● TEXT PROVIDED
The Direct Marketing Association (The DMA) announced that it’s Directo Council for US Hispanic Marketing will visit members of Congress to discuss key issues affecting marketing to the Hispanic community, such as postal reform and privacy legislation.

The group of business leaders representing a $348 billion buying market, will focus primarily on how the crisis that is crippling the U. S. Postal Service (USPS) will impact marketers’ willingness to reach out to targeted audiences, like the Hispanic community. Council members are concerned that higher postal rates will trigger reduced targeting of the American-Hispanic market.

Directo Council members will also voice their opinions about privacy legislation. As privacy legislation focuses more on telemarketing, Council members are concerned that members of the Hispanic community are unaware of their rights as consumers. During this visit, they will encourage legislators to support their efforts to educate consumers through a multi-lingual education initiative, which will tentatively be launched in the fall of 2001.

● LISTED ENTRIES
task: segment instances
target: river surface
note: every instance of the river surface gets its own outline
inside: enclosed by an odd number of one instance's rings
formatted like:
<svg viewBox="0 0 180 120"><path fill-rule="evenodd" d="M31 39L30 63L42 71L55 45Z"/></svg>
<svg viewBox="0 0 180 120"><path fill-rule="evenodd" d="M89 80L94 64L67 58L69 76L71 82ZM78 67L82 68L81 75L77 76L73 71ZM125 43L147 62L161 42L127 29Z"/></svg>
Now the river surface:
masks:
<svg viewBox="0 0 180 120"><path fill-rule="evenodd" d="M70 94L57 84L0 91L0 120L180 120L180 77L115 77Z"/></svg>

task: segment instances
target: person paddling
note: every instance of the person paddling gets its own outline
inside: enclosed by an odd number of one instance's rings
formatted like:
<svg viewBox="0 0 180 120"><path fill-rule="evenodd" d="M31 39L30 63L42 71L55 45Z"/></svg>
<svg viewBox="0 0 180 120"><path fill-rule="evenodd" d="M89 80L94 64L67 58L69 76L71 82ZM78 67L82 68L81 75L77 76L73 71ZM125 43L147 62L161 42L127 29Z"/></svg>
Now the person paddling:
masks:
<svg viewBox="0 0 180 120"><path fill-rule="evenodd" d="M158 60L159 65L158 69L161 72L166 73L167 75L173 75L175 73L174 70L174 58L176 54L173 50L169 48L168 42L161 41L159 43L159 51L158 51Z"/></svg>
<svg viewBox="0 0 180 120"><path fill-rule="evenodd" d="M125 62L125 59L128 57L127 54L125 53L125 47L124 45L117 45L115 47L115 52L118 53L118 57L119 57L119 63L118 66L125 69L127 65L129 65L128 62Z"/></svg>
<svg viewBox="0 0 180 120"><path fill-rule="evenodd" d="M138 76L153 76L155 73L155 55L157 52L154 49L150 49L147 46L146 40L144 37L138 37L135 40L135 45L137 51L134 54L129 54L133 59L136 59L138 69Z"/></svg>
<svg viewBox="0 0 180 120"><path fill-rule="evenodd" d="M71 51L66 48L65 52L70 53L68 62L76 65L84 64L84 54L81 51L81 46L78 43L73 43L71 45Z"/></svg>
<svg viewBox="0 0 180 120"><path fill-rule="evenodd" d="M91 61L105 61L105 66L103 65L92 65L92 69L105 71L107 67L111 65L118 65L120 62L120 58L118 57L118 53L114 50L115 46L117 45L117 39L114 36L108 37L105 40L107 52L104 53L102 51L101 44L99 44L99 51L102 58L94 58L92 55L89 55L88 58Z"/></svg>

● THINGS TO DO
• A. According to the Directo Council announcement, how large is the buying market that the council's business leaders represent?
• B. Resume the Directo Council announcement, starting after its final sentence.
The records have no connection to the Directo Council announcement.

● RESPONSE LIST
• A. $348 billion.

• B.
“The Directo Council is concerned that our legislators are not taking into consideration how direct marketing issues such as postal rates, remote sales taxation and privacy legislation affect all audiences,” said Brenda Heggs, vice chair of the Directo Council and membership development program manager, AARP.

This initiative is a part of The DMA’s State Days on Capitol Hill Program, through which direct marketing executives visit Washington, DC for face to face meetings with members of Congress to discuss issues and to educate them about the issues affecting direct marketing.

The DMA Directo council was formed to educate direct marketers about the U.S. Hispanic market, to provide support in targeting this segment and to promote career and business opportunities for Hispanic members of the direct marketing professional community.